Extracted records

··········

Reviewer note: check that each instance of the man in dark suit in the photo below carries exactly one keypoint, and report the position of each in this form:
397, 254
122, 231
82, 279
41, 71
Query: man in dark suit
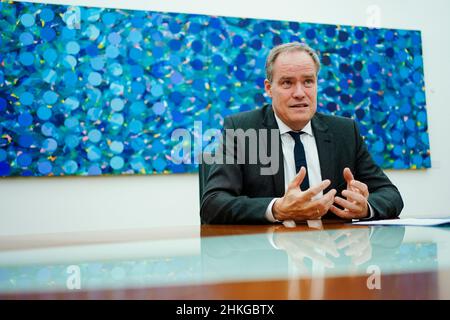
324, 169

··········

[Work to complete]
Omitting the pictures, repeat all entries exactly.

[Result of this task]
Reviewer note: check that each instance of the man in dark suit in the photo below carries exactly one keypoint, and report the position of each in this form:
397, 254
122, 231
82, 279
41, 71
Query: man in dark suit
324, 169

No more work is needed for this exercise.